===== TEXT SHOWN
Minimum Edit Distance Reconstruction

I know there are similar answer to this on stack, as well as online, but I feel I'm missing something. Given the code below, we need to reconstruct the sequence of events that led to the resulting minimum edit distance. For the code below, we need to write a function that outputs:

Equal, L, L
Delete, E
Equal, A, A
Substitute, D, S
Insert, T

EDIT: CODE IS UPDATED WITH MY (PARTIALLY CORRECT) SOLUTION

Here is the code, with my partial solution. It works for example I was given ("lead" -> "last"), but doesn't work for the example below ("hint" -> "isnt"). I suspect this is because the first character is equal, which is throwing off my code. Any tips or pointers in the right direction would be great!

def printMatrix(M):
        for row in M:
                print row
        print

def med(s, t):  
        k = len(s) + 1
        l = len(t) + 1

        M = [[0 for i in range(k)] for j in range(l)]
        MTrace = [["" for i in range(k)] for j in range(l)]

        M[0][0] = 0


        for i in xrange(0, k):
                M[i][0] = i
                MTrace[i][0] = s[i-1]

        for j in xrange(0, l):
                M[0][j] = j
                MTrace[0][j] = t[j-1]

        MTrace[0][0] = "DONE"

        for i in xrange(1, k):
                for j in xrange(1, l):

                        sub = 1
                        sub_op = "sub"
                        if s[i-1] == t[j-1]:
                                # equality
                                sub = 0
                                sub_op = "eq"


                        # deletion
                        min_value = M[i-1][j] + 1
                        op = "del"
                        if min_value > M[i][j-1] + 1:
                                # insertion
                                min_value = M[i][j-1] + 1
                                op = "ins"
==========
===== DATA SHOWN
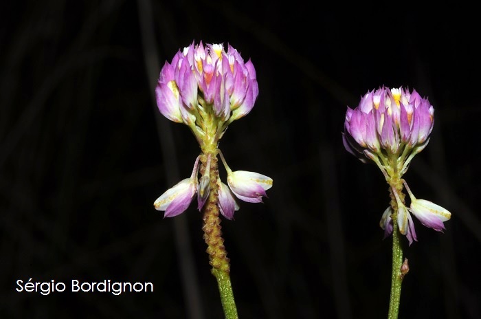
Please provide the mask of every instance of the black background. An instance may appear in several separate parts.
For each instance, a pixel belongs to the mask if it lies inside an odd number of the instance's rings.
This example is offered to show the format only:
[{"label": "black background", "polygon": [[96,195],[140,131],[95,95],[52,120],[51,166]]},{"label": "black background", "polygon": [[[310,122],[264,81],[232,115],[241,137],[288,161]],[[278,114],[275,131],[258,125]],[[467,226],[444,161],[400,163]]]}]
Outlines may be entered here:
[{"label": "black background", "polygon": [[[419,241],[403,238],[400,318],[481,318],[476,10],[335,4],[2,4],[1,318],[223,318],[201,214],[192,204],[164,219],[153,207],[199,152],[153,99],[160,67],[194,40],[230,43],[259,85],[220,144],[233,170],[274,181],[264,204],[241,202],[222,222],[240,318],[386,317],[388,186],[341,138],[346,107],[381,85],[416,89],[434,106],[429,145],[405,178],[452,213],[444,234],[414,219]],[[155,290],[16,292],[30,278]]]}]

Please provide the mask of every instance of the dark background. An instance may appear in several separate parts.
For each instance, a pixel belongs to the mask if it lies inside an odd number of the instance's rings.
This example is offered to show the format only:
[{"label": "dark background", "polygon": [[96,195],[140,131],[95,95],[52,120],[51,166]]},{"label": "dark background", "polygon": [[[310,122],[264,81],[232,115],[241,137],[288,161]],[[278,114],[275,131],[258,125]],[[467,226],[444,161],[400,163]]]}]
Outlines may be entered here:
[{"label": "dark background", "polygon": [[[476,10],[339,4],[3,3],[1,318],[223,318],[201,214],[192,204],[163,219],[153,207],[199,152],[153,99],[160,67],[193,40],[230,43],[257,72],[254,108],[220,144],[233,170],[274,181],[263,204],[240,202],[235,221],[223,219],[240,318],[386,318],[388,186],[341,138],[346,107],[381,85],[434,106],[429,145],[405,178],[452,213],[444,234],[414,219],[419,241],[403,238],[399,317],[481,318]],[[16,292],[30,278],[155,290]]]}]

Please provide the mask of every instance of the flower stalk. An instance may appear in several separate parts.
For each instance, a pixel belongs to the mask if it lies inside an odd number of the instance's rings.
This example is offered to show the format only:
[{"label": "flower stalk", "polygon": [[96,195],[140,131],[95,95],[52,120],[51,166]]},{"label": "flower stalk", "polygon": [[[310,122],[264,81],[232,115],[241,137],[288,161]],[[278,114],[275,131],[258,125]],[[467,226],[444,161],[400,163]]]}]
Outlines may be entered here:
[{"label": "flower stalk", "polygon": [[[354,109],[348,107],[342,135],[344,147],[362,162],[372,161],[389,184],[391,201],[379,226],[384,238],[392,235],[392,272],[388,318],[396,319],[399,311],[401,287],[409,272],[407,259],[403,262],[401,235],[411,245],[417,241],[414,215],[425,226],[438,232],[451,212],[425,199],[417,199],[402,176],[414,157],[429,142],[434,123],[434,108],[427,98],[407,89],[380,87],[368,92]],[[405,186],[411,205],[406,206],[403,192]]]},{"label": "flower stalk", "polygon": [[[396,220],[398,217],[398,201],[404,204],[404,199],[401,199],[397,194],[402,193],[403,184],[400,179],[392,179],[390,184],[389,192],[391,197],[391,208],[392,214],[391,218]],[[395,190],[393,191],[393,190]],[[399,312],[401,303],[401,287],[404,278],[404,274],[401,273],[403,266],[403,247],[401,243],[401,236],[397,223],[393,223],[392,232],[392,269],[391,273],[391,294],[389,300],[388,319],[396,319]]]},{"label": "flower stalk", "polygon": [[[234,292],[230,283],[230,264],[222,238],[222,227],[219,208],[219,166],[217,157],[212,154],[201,156],[201,173],[205,173],[210,165],[210,192],[203,206],[203,239],[208,245],[209,263],[212,266],[212,274],[217,280],[221,294],[221,302],[226,318],[237,318],[237,308],[234,298]],[[208,164],[208,162],[210,162]]]}]

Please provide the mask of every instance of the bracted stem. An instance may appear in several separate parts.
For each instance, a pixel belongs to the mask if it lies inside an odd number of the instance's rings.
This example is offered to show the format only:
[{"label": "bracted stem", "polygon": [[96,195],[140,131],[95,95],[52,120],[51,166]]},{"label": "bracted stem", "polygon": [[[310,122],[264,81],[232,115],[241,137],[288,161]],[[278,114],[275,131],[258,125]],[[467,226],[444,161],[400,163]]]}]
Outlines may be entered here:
==========
(TO DO): Rewrite the edit distance post from "Minimum Edit Distance Reconstruction" up to and including "would be great!", putting "suggestions" in place of "pointers".

(CORRECT ANSWER):
Minimum Edit Distance Reconstruction

I know there are similar answer to this on stack, as well as online, but I feel I'm missing something. Given the code below, we need to reconstruct the sequence of events that led to the resulting minimum edit distance. For the code below, we need to write a function that outputs:

Equal, L, L
Delete, E
Equal, A, A
Substitute, D, S
Insert, T

EDIT: CODE IS UPDATED WITH MY (PARTIALLY CORRECT) SOLUTION

Here is the code, with my partial solution. It works for example I was given ("lead" -> "last"), but doesn't work for the example below ("hint" -> "isnt"). I suspect this is because the first character is equal, which is throwing off my code. Any tips or suggestions in the right direction would be great!